Segundo a recomendação abaixo, para que línguas foram traduzidos os direitos e deveres do detido e do arguido? Indique todas.

◆ Excerto de origem
+++

Sua Excelência
O Ministro da Administração Interna
Praça do Comércio
1149-015 Lisboa
               
Proc. Q-3365/12 (A5)
 
13.03.2012
 
 
RECOMENDAÇÃO N.º 2/B/2013
 
Formulada de acordo com o disposto no artigo 20.º, n.º 1, alínea b), da Lei n.º 9/91,
de 9 de abril (Estatuto do Provedor de Justiça)
 
 
I
 
1. Determinei a abertura de processo de averiguações na sequência de queixa incidente sobre a validade de notificação levada a cabo pelo Comando da G.N.R., aquando da emissão do auto de contraordenação, por infração rodoviária, uma vez que o queixoso, de nacionalidade australiana, desconhecia a língua portuguesa.
 
2. Em cumprimento do princípio de audição prévia consignado no artigo 34.º da Lei n.º 9/91, de 9 de abril (Estatuto do Provedor de Justiça), veio a entidade visada transmitir ([1]) que «Os autos de contraordenação por infrações ao Código da Estrada elaborados nos termos dos artigos 170º e 175º, apenas dispõem de instruções em língua portuguesa»,acrescentando ainda que«Não é prática usual acionar a presença de um intérprete em sede de elaboração de autos de contraordenação, por infrações ao Código da Estrada a cidadãos estrangeiros»,reconhecendo-se o incumprimento do regime ínsito no n.º 2 do artigo 92.º do Código do Processo Penal«por manifesta falta de condições em que decorre o ato».
 
3. E refere ainda
 
 «…este obstáculo apenas poderá ser mitigado mediante uma alteração legislativa que permita uma introdução, nos autos de contraordenação, de instruções em várias línguas, o que já sucede noutros países. Aliás, situação análoga aconteceu há alguns anos, no caso dos direitos e deveres do detido e do arguido, previsto no artigo 61.º do Código de Processo Penal, que foram traduzidos em três línguas (Inglês, Francês e Espanhol) e afixados nos Postos Territoriais, junto aos locais de detenção».
 
4. Por sua vez, a Direção Nacional da Polícia de Segurança Pública (P.S.P.) veiculou ([2]) que «Quer o auto de notícia quer os termos da notificação referentes às contraordenações rodoviárias são aprovados por Despacho da Autoridade Nacional de Segurança Rodoviária, por força do n.º 4 do artigo 5.º do Decreto-Lei n.º 44/2005, de 23 de fevereiro».
 
5. Aduz-se, por outro lado, que «A tradução dos termos da notificação, no momento da fiscalização, dependerá sempre de alteração legislativa».
 
6. Finalmente, a Autoridade Nacional de Segurança Rodoviária (A.N.S.R.) informou, por ofício de 11 de outubro de 2012, que
 
«Os atos praticados no âmbito do processo contraordenacional rodoviário, designadamente os termos da notificação do auto de contraordenação, têm que ser redigidos em língua portuguesa, devendo a administração, in casu, a ANSR, promover pela tradução dos documentos sempre que o arguido alegue não conhecer a língua portuguesa».
 
7. Acrescenta-se que
 
 «a ANSR já ponderou a utilização de língua estrangeira no auto de contraordenação e nos termos da sua notificação, no entanto, tal medida mostrou-se impraticável, uma vez que, as entidades fiscalizadoras, depararam-se diariamente com uma enorme variedade de condutores estrangeiros que representam uma diversidade de línguas maternas utilizadas».

+++

◆ Listagem fornecida
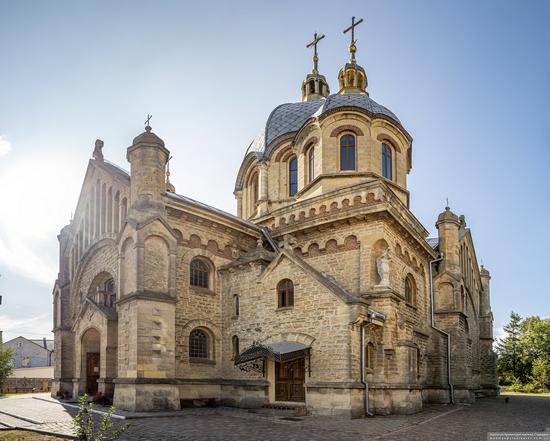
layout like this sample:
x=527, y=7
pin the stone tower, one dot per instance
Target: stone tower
x=147, y=268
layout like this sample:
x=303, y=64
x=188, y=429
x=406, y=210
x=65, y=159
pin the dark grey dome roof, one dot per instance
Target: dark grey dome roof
x=290, y=117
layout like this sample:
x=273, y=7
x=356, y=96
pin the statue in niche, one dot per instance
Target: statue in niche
x=383, y=268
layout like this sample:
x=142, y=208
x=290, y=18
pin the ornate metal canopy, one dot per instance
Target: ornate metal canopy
x=282, y=352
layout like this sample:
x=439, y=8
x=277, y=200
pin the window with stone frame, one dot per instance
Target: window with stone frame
x=410, y=289
x=235, y=343
x=198, y=344
x=236, y=306
x=199, y=273
x=311, y=163
x=292, y=176
x=369, y=356
x=347, y=152
x=285, y=293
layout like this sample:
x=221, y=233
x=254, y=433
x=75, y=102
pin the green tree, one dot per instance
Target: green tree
x=510, y=353
x=535, y=337
x=6, y=363
x=86, y=430
x=541, y=371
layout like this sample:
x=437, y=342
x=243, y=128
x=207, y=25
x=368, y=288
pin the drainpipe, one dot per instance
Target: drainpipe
x=363, y=366
x=432, y=307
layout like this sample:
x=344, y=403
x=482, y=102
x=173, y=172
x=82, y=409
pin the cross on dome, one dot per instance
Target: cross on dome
x=352, y=47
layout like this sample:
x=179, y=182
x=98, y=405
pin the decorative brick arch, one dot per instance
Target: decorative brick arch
x=204, y=324
x=290, y=336
x=346, y=128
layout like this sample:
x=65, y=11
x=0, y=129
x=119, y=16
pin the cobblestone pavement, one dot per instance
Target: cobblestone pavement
x=460, y=423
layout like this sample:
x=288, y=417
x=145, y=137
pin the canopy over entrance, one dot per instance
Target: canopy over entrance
x=282, y=352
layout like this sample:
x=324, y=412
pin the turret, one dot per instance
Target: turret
x=148, y=157
x=448, y=226
x=485, y=304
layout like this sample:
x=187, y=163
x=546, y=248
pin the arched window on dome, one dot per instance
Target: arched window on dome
x=292, y=176
x=199, y=273
x=386, y=161
x=311, y=163
x=347, y=152
x=255, y=191
x=410, y=290
x=235, y=343
x=199, y=344
x=285, y=293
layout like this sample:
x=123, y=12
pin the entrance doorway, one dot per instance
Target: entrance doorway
x=289, y=380
x=92, y=372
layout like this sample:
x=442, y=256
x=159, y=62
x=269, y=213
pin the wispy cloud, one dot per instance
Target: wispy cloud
x=34, y=327
x=38, y=194
x=5, y=145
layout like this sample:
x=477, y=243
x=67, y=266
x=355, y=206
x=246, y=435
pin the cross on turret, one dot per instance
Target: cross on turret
x=147, y=126
x=352, y=47
x=316, y=39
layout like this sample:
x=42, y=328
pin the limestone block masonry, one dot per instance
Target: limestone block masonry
x=318, y=293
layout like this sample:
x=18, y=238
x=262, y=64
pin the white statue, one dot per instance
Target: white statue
x=383, y=268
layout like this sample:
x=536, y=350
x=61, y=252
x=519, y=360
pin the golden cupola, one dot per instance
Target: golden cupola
x=315, y=86
x=352, y=77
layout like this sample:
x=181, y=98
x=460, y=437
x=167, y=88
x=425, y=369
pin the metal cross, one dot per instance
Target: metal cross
x=316, y=39
x=352, y=28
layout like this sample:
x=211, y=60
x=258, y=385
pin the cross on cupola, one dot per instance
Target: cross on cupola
x=352, y=46
x=352, y=77
x=147, y=126
x=315, y=86
x=316, y=40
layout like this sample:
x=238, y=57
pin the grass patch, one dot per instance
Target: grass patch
x=24, y=435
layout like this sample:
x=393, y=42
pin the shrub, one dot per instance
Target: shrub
x=85, y=428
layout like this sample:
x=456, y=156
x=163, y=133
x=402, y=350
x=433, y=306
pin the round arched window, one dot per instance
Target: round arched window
x=285, y=293
x=199, y=273
x=198, y=344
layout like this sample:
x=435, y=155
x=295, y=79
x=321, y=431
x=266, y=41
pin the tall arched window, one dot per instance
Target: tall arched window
x=410, y=289
x=198, y=274
x=292, y=176
x=311, y=163
x=236, y=349
x=369, y=356
x=255, y=190
x=347, y=152
x=198, y=344
x=285, y=293
x=386, y=161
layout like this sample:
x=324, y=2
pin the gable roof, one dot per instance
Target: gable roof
x=325, y=279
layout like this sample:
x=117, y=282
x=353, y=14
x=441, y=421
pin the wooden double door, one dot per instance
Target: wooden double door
x=289, y=381
x=92, y=372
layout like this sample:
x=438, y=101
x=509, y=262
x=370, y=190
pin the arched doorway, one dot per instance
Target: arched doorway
x=91, y=359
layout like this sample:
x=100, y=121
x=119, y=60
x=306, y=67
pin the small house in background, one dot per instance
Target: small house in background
x=29, y=353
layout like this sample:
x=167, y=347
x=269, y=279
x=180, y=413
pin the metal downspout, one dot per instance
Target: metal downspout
x=363, y=367
x=432, y=307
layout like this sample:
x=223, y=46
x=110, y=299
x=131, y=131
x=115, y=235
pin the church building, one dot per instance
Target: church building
x=323, y=292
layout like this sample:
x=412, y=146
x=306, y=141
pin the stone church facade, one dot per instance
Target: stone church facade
x=324, y=291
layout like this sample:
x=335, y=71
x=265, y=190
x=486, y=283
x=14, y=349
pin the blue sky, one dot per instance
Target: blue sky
x=469, y=80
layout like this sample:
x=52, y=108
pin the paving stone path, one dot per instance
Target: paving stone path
x=460, y=423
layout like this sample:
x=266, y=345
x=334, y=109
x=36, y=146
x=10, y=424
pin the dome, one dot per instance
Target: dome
x=289, y=118
x=148, y=137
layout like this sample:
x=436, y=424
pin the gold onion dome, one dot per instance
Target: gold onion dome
x=352, y=77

+++

◆ Resposta final
Inglês, Francês e Espanhol.